───── Excerpted passage

The point that I want you to understand is that literature is for all genders–not just one. So when a writer hears about a study that proves one gender isn’t as in-touch with a genre of writing as another, they should certainly experiment with a story of their own in that genre and see if, maybe, the work will capture an equal share of both audiences. Maybe romance stories need more action or mystery themes in the present day in order to round-up more male fans–and you could be the first author to try it out! 🙂
Here are some thoughts to keep in mind when writing a romance work of your own:
1. How many stories out there mirror the work you’re writing? If you’ve read too many books with the good girl falls for bad boy cliche, then it’s time to write, maybe, a story where the good boy falls for the bad girl.
2. I’ve said it before, I’ll say it again: research is crucial. There are many research studies outside of the one I cited that show whose reading what, what genres are trending, etc. Your mission: do a little research of your own. In Quesenberry’s book Social Media Strategy (Ch. 11), it is said that there is a new method of research outside of demographic studies, focus groups, etc. Digital marketing research (as Quesenberry defines it) involves contemporary research methods such as learning information of an audience through online communities, surveys, social media sites, etc. It goes to show how technology is changing–and how research methods are keeping pace with the change.
3. Learn from other authors. Discover how many romance writers gained such a fan base, made their work a best-seller, etc. The old saying “I learned from the best” truly is essential to us writers. We learn from the successes (and mistakes) of other authors, giving us the knowledge we need in knowing the dos and donts of writing.
4. Points 1 – 3 don’t just count for romance stories, but all genres. Not all the skills will be mastered at once; they come with time and experience. Patience (if you take out the t, e, c, and the other e) can be a pain; but without pain, there is no gain. We all know that saying–and again, it is very true for writers.
The key takeaway from all of this: learn from other authors and how they gained their fan-base. Discover how their work became a bestseller (fan reviews on websites such as Goodreads and Barnes & Noble will certainly help you come to answers). Research is key–and you are the key to your story.
So far, we’ve talked about fiction works and their rules–but writing comes in many forms, including those works that tell us a little bit–or rather, alot–about yourself.
But what rules are there to follow for autobiographies? Some sources would say that the autobiography (like fiction / non-fiction stories) needs a protagonist and a conflict (or antagonist). Others would say that it should have a central theme and at least be an interesting story. This is all true, but the main thing I want you to remember (again) is that an autobiography is supposed to tell us about you. However, I wouldn’t recommend getting so caught-up in telling us about yourself that you forget to describe details of your setting.

──────────

→ Exercise a: Reproduce the portion of the writing-advice passage starting at "4. Points 1" and ending at "true for writers.".

───── Data provided

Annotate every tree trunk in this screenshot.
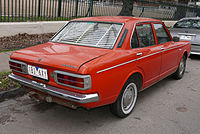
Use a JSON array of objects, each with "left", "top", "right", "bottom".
[{"left": 119, "top": 0, "right": 134, "bottom": 16}]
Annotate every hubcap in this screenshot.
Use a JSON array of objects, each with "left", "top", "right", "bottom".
[
  {"left": 179, "top": 58, "right": 185, "bottom": 75},
  {"left": 121, "top": 83, "right": 137, "bottom": 114}
]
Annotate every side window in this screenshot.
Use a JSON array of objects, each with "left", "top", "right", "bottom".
[
  {"left": 136, "top": 24, "right": 155, "bottom": 47},
  {"left": 131, "top": 29, "right": 139, "bottom": 48},
  {"left": 153, "top": 24, "right": 171, "bottom": 44}
]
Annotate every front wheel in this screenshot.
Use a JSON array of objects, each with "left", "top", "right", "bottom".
[
  {"left": 110, "top": 79, "right": 138, "bottom": 118},
  {"left": 172, "top": 55, "right": 186, "bottom": 80}
]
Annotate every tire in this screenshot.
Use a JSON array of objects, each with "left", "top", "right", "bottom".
[
  {"left": 172, "top": 55, "right": 186, "bottom": 80},
  {"left": 110, "top": 79, "right": 139, "bottom": 118}
]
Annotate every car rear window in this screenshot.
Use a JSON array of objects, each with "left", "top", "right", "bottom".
[{"left": 52, "top": 21, "right": 123, "bottom": 49}]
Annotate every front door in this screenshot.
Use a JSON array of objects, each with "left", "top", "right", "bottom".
[
  {"left": 153, "top": 24, "right": 178, "bottom": 78},
  {"left": 135, "top": 23, "right": 162, "bottom": 88}
]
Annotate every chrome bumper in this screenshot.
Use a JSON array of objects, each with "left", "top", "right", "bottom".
[
  {"left": 9, "top": 73, "right": 99, "bottom": 103},
  {"left": 190, "top": 52, "right": 200, "bottom": 55}
]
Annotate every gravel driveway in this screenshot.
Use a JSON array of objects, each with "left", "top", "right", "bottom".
[{"left": 0, "top": 56, "right": 200, "bottom": 134}]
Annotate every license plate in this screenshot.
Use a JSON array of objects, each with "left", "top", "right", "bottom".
[
  {"left": 180, "top": 35, "right": 192, "bottom": 40},
  {"left": 28, "top": 65, "right": 48, "bottom": 80}
]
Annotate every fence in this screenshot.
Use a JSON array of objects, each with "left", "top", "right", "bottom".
[{"left": 0, "top": 0, "right": 200, "bottom": 22}]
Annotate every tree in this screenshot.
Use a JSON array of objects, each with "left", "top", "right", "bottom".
[{"left": 119, "top": 0, "right": 136, "bottom": 16}]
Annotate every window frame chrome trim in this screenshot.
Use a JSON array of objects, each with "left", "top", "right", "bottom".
[
  {"left": 54, "top": 70, "right": 92, "bottom": 90},
  {"left": 49, "top": 20, "right": 125, "bottom": 50}
]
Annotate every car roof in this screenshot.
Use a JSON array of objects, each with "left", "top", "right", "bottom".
[{"left": 72, "top": 16, "right": 160, "bottom": 23}]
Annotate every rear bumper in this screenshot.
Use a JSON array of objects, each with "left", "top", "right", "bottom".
[
  {"left": 190, "top": 52, "right": 200, "bottom": 55},
  {"left": 9, "top": 73, "right": 99, "bottom": 103},
  {"left": 190, "top": 44, "right": 200, "bottom": 55}
]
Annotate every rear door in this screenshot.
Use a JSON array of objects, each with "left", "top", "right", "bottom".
[
  {"left": 133, "top": 23, "right": 161, "bottom": 88},
  {"left": 153, "top": 23, "right": 178, "bottom": 78}
]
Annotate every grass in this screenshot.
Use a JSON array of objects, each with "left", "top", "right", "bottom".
[
  {"left": 0, "top": 72, "right": 20, "bottom": 91},
  {"left": 0, "top": 16, "right": 81, "bottom": 22}
]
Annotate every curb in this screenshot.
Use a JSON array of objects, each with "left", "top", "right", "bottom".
[{"left": 0, "top": 87, "right": 29, "bottom": 102}]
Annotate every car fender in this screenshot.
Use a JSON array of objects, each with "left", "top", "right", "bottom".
[{"left": 117, "top": 67, "right": 144, "bottom": 99}]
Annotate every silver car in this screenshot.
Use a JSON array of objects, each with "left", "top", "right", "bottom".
[{"left": 169, "top": 17, "right": 200, "bottom": 55}]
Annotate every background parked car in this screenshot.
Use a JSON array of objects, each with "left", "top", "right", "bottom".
[{"left": 170, "top": 17, "right": 200, "bottom": 55}]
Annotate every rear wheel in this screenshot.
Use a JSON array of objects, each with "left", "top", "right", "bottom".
[
  {"left": 110, "top": 79, "right": 138, "bottom": 118},
  {"left": 172, "top": 55, "right": 186, "bottom": 80}
]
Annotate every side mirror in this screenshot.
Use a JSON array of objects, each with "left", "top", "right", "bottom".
[{"left": 173, "top": 36, "right": 180, "bottom": 42}]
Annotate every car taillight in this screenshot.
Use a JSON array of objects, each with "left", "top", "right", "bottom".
[
  {"left": 54, "top": 71, "right": 91, "bottom": 90},
  {"left": 9, "top": 59, "right": 27, "bottom": 74}
]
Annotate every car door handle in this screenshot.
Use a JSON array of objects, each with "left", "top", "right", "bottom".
[{"left": 137, "top": 52, "right": 142, "bottom": 56}]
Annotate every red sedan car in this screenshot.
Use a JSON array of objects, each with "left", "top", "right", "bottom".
[{"left": 9, "top": 16, "right": 190, "bottom": 117}]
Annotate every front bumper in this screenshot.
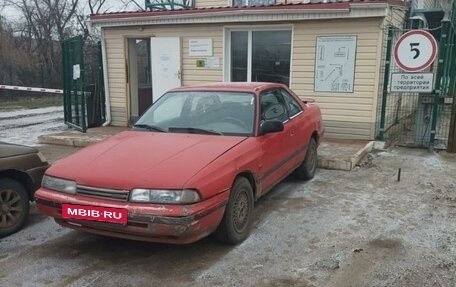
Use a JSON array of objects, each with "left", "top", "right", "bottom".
[
  {"left": 27, "top": 163, "right": 50, "bottom": 192},
  {"left": 35, "top": 188, "right": 229, "bottom": 244}
]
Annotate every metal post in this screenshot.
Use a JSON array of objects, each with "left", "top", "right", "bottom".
[
  {"left": 378, "top": 25, "right": 394, "bottom": 140},
  {"left": 429, "top": 20, "right": 451, "bottom": 151},
  {"left": 447, "top": 21, "right": 456, "bottom": 153}
]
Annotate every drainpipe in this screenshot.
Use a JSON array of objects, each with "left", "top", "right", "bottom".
[{"left": 101, "top": 28, "right": 111, "bottom": 127}]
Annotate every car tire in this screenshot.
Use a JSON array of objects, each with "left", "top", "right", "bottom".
[
  {"left": 294, "top": 138, "right": 318, "bottom": 180},
  {"left": 214, "top": 177, "right": 254, "bottom": 245},
  {"left": 0, "top": 178, "right": 30, "bottom": 238}
]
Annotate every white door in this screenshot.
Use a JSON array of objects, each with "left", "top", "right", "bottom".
[{"left": 150, "top": 37, "right": 181, "bottom": 102}]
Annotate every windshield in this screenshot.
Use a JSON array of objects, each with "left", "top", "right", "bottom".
[{"left": 134, "top": 91, "right": 255, "bottom": 135}]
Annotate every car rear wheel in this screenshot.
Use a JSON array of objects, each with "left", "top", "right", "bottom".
[
  {"left": 0, "top": 178, "right": 30, "bottom": 237},
  {"left": 294, "top": 138, "right": 318, "bottom": 180},
  {"left": 214, "top": 177, "right": 253, "bottom": 244}
]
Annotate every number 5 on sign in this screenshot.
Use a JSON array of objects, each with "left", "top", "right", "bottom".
[{"left": 394, "top": 30, "right": 437, "bottom": 72}]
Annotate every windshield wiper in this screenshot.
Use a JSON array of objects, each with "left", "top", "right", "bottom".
[
  {"left": 133, "top": 124, "right": 167, "bottom": 133},
  {"left": 169, "top": 127, "right": 223, "bottom": 136}
]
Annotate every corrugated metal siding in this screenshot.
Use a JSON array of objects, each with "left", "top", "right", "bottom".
[
  {"left": 194, "top": 0, "right": 310, "bottom": 8},
  {"left": 105, "top": 18, "right": 392, "bottom": 139},
  {"left": 194, "top": 0, "right": 228, "bottom": 8},
  {"left": 105, "top": 25, "right": 223, "bottom": 126},
  {"left": 291, "top": 18, "right": 382, "bottom": 139}
]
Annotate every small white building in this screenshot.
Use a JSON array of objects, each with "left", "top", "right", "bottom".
[{"left": 90, "top": 0, "right": 408, "bottom": 140}]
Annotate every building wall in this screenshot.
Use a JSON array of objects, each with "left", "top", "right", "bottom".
[
  {"left": 104, "top": 18, "right": 392, "bottom": 140},
  {"left": 104, "top": 25, "right": 223, "bottom": 126}
]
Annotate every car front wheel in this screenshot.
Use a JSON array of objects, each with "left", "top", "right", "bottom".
[
  {"left": 0, "top": 178, "right": 30, "bottom": 237},
  {"left": 214, "top": 177, "right": 253, "bottom": 245}
]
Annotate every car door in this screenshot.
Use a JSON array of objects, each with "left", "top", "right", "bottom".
[
  {"left": 280, "top": 89, "right": 312, "bottom": 166},
  {"left": 259, "top": 89, "right": 296, "bottom": 193}
]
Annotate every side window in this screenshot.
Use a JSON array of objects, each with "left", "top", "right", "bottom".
[
  {"left": 260, "top": 90, "right": 288, "bottom": 122},
  {"left": 280, "top": 90, "right": 302, "bottom": 118}
]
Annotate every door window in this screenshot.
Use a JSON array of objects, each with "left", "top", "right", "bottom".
[
  {"left": 280, "top": 89, "right": 302, "bottom": 118},
  {"left": 260, "top": 90, "right": 288, "bottom": 122}
]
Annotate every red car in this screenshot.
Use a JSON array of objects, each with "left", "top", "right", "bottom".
[{"left": 35, "top": 83, "right": 323, "bottom": 244}]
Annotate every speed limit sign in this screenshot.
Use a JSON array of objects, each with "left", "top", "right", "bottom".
[{"left": 394, "top": 30, "right": 437, "bottom": 72}]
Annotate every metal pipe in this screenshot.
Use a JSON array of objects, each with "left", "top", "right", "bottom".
[{"left": 101, "top": 29, "right": 111, "bottom": 127}]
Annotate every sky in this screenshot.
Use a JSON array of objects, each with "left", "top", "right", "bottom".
[{"left": 0, "top": 0, "right": 144, "bottom": 22}]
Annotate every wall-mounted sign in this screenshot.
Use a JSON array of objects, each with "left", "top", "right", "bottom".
[
  {"left": 390, "top": 73, "right": 434, "bottom": 93},
  {"left": 196, "top": 59, "right": 206, "bottom": 68},
  {"left": 394, "top": 30, "right": 437, "bottom": 72},
  {"left": 207, "top": 57, "right": 220, "bottom": 69},
  {"left": 188, "top": 39, "right": 213, "bottom": 57},
  {"left": 314, "top": 36, "right": 356, "bottom": 93}
]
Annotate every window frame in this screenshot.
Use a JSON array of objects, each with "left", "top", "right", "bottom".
[
  {"left": 258, "top": 88, "right": 290, "bottom": 125},
  {"left": 223, "top": 24, "right": 294, "bottom": 87}
]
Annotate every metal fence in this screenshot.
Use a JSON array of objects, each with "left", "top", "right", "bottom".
[
  {"left": 377, "top": 5, "right": 456, "bottom": 151},
  {"left": 62, "top": 36, "right": 105, "bottom": 132}
]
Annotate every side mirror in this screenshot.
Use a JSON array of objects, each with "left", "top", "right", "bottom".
[{"left": 260, "top": 121, "right": 284, "bottom": 135}]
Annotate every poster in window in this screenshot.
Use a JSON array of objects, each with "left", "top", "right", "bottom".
[{"left": 314, "top": 36, "right": 357, "bottom": 93}]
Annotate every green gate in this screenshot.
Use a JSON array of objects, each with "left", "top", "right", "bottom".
[
  {"left": 62, "top": 36, "right": 87, "bottom": 132},
  {"left": 377, "top": 2, "right": 456, "bottom": 152},
  {"left": 431, "top": 2, "right": 456, "bottom": 152},
  {"left": 62, "top": 36, "right": 105, "bottom": 132}
]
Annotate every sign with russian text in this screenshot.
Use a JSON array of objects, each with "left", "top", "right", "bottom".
[
  {"left": 314, "top": 35, "right": 357, "bottom": 93},
  {"left": 390, "top": 73, "right": 434, "bottom": 93},
  {"left": 188, "top": 39, "right": 212, "bottom": 57},
  {"left": 394, "top": 30, "right": 437, "bottom": 72}
]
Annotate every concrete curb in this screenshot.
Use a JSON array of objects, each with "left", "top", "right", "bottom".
[{"left": 317, "top": 141, "right": 385, "bottom": 171}]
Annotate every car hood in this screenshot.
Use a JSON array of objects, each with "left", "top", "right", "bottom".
[
  {"left": 0, "top": 142, "right": 38, "bottom": 158},
  {"left": 46, "top": 131, "right": 246, "bottom": 190}
]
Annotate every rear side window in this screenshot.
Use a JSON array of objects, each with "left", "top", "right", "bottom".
[
  {"left": 280, "top": 89, "right": 302, "bottom": 118},
  {"left": 260, "top": 90, "right": 288, "bottom": 122}
]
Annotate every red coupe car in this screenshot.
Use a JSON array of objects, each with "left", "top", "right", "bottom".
[{"left": 35, "top": 83, "right": 324, "bottom": 244}]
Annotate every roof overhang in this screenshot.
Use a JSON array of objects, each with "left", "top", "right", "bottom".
[{"left": 90, "top": 1, "right": 396, "bottom": 28}]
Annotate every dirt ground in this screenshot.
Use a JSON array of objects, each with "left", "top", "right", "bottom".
[{"left": 0, "top": 148, "right": 456, "bottom": 287}]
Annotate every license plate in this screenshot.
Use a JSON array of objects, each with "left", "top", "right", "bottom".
[{"left": 62, "top": 203, "right": 128, "bottom": 224}]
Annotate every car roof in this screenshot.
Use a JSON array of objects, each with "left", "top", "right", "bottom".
[{"left": 171, "top": 82, "right": 284, "bottom": 93}]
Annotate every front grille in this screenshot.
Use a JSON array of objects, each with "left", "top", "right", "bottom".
[{"left": 76, "top": 185, "right": 128, "bottom": 201}]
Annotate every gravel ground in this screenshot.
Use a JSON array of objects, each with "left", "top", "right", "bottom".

──────────

→ Exercise b: Locate each line in the records that contains the string "frame" and copy those lines out.

→ Problem solution a:
4. Points 1 – 3 don’t just count for romance stories, but all genres. Not all the skills will be mastered at once; they come with time and experience. Patience (if you take out the t, e, c, and the other e) can be a pain; but without pain, there is no gain. We all know that saying–and again, it is very true for writers.

→ Problem solution b:
Annotate every window frame chrome trim in this screenshot.
Annotate every window frame in this screenshot.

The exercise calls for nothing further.